My friend tells me that I am posessed of a sense of humour and not currently residing up my own backside, therefore the only conclusion I can reach is that you really do inhabit a Parallel Universe.
When you have made a blunder, admit it. Surely they teach this on day-one at even the most bog standard spinmeister academy ?
PS….. Lib Dems: Weak on Crime. Weak on returning the proceeds of Crime.
A much more balanced and readable blog today, Alastair. When you’re writing from conviction rather than anger or churlishness you could even convince an old leftie like me! Enjoy the match – and a day off from the hustings.
I`m surprised that there has not been much speculation as to when TB will make an appearance. Yes GB has to show he`s the no.1 player but surely some input from TB boosting the policies, referring to the successes and promoting the continuation of all that`s been good will, on balance, help. That said, many in the media will say `GB so desperate he has to call upon an old enemy` etc. More big people in the public eye need to give their support eg Sir Alex F. They`ve done it before and it looks like they don`t believe in a 4th term if they don`t show. There`s the old argument about window dressing but people like SAF, JK Rowling and so on are respected and their opinions carry weight across the voting spectrum. Also, have we missed something important in not giving senior female figures much airtime? Listened to Harriet Harman last night on Radio 5 Live and, overall she was quite good. Surely other women in the Party can do the same.
Alastair, you did of course give a clue that it was going to be the Elvis guy at yesterday`s event and I can`t believe how few of the reporters were still guessing up to his appearance.
Good luck for the game.
Good luck with the Liverpool game. I suport Charlton enough said. I think it’s time to sharpen the massege re tactical voting. people need to be reminded that a vote for the Lib Dems will not provide a Clegg led hung parliament but a Conservative one with DC ready to chop education and the NHS to pieces (A poster with Cameron waving a clever hacking away at the NHS would do nicely). Labour should also run with the media’s fixation with change, warning that voters dream of change will turn into a nighmare if a Lib Dem vote lets in the Tories.
In my last post I meant to say how MANY (not how few) reporters were left guessing re the i.d. of the celeb backer yesterday.
I can`t believe that many of the undecideds will vote for the Tories. There must be a lot of them out there. I don`t know exactly how polling works (I`ve never been asked) but surely the undecideds are much lees likely to take part if they take the call from the polling company. I do believe that the closeness of it all will improve the turnout from last time. We have to carry on doing our best to get those few extra per cent to vote for Labour. Whatever happens, we don`t want the Libdems forcing PR on the country. Ok, so there was an inconclusive result in Feb `74 – now and again it happens but the usual decisive result makes for the possibility of clear policy. If policies turn out to be wrong then the following election is the way they are extinguished.
if ever there was proof britain is not broken and far from it, the London Marathon is being run by thousands
of britons being sponsored by millions more britons.
Ineed no proof that Cameron’s Big society is so much pr drivel but for those who might need persuading they need look no further!
The other thing with Big Society volunteer scheme is funding.
Not by the Government but by those who sign up to help Green Dave and the £30 minimum for the CRB checks needed.

Data entries:

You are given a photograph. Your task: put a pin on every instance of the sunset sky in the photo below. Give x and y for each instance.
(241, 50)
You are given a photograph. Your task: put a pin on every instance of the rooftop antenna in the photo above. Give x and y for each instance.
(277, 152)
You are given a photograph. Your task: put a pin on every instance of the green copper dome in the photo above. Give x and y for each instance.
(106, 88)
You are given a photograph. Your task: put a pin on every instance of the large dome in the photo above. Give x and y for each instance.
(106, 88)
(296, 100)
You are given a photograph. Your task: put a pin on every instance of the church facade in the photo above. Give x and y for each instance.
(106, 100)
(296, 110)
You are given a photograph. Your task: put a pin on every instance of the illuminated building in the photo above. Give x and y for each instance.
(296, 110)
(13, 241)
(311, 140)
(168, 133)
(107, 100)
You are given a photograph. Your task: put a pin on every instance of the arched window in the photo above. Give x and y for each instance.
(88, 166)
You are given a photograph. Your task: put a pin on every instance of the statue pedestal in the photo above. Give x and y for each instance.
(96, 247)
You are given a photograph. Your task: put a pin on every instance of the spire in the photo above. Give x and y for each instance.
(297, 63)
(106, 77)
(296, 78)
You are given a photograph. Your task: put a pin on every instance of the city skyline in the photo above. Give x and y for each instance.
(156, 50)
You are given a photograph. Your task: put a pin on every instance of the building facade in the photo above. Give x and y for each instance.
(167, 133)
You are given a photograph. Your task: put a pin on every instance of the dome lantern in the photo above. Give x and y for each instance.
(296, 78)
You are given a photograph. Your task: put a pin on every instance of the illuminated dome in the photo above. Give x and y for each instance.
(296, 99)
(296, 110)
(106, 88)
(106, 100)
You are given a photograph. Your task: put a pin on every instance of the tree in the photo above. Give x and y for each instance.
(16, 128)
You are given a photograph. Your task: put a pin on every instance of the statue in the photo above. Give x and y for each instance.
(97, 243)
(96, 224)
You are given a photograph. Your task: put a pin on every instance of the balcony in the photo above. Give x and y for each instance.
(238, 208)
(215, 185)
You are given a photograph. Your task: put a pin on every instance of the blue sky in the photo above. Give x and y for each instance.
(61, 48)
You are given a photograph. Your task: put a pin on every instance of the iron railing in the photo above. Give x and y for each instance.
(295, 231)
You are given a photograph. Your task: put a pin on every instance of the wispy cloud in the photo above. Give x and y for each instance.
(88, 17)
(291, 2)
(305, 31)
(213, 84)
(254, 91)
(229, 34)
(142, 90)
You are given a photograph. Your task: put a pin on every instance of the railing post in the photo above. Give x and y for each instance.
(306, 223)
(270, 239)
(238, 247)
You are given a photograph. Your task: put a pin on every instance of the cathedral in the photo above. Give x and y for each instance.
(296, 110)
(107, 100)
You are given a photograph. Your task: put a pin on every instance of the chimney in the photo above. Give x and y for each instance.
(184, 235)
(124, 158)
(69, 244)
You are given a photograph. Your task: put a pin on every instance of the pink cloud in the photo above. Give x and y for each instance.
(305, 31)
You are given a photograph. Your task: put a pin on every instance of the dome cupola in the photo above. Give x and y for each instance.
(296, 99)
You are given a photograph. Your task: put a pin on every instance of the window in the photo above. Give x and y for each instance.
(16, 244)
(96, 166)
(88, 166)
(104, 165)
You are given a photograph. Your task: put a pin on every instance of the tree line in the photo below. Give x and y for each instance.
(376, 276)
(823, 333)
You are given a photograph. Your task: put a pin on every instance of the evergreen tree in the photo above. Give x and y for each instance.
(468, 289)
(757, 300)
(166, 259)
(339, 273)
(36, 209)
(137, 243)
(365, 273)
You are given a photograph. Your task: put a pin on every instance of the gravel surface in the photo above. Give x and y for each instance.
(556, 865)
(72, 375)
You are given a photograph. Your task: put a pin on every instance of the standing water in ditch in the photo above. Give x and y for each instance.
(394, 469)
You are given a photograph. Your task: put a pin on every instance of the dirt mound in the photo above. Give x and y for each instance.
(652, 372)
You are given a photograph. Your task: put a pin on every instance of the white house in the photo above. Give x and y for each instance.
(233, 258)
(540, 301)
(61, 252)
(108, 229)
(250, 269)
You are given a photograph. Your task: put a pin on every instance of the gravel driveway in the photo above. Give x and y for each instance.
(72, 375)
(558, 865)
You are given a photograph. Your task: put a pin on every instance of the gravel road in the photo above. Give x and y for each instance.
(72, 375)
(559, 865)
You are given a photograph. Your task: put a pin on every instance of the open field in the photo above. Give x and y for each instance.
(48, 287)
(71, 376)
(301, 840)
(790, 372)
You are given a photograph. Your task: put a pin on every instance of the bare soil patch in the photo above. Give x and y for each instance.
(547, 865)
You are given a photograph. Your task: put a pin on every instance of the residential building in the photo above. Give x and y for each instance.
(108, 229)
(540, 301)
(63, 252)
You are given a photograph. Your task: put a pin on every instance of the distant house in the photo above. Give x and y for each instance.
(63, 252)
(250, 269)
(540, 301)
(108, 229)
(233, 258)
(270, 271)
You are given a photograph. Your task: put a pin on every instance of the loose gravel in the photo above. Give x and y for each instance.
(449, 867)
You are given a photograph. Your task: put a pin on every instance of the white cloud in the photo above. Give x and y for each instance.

Written request: Pick up the reader comments on the election campaign after their last sentence and continue them in the same style.

Result of the task:
If call me Dave wants to scrap the funding / donation of the costs (not that its been mentioned) how are the checks which are needed going to be paid for?
Scrapping isn’t an option and selective checking for vulnerable group areas isn’t either.
Could CRB be the hidden stealth tax of ‘the policy’
I thought Brown and elvis were silly.bottom of the barrell,as for the distributing of leaflets worrying the elderly about their allowances ,a negative for our campaigning and crass.Typical of the nassty spin,remember Rose Addis, and other nasty slurs put about by our nasty spin drivers, stop the nastiness it will do us no good.
It would appear that David Cameron thinks that between 1990 and 1992, John Major had no credibility and no place to be PM.
Wasn’t this also a time when Dave was an adviser to Major’s Chancellor?
This wasn’t a megaceleb Labour backer, though was it. It was an Elvis impersonator for God’s sake – and not even a good one.
Having him sing to Brown “When no-one else can understand me, when everything I do is wrong” takes the biscuit. Are you deliberately setting out to humiliate Brown? Because if so, it was quite brilliant.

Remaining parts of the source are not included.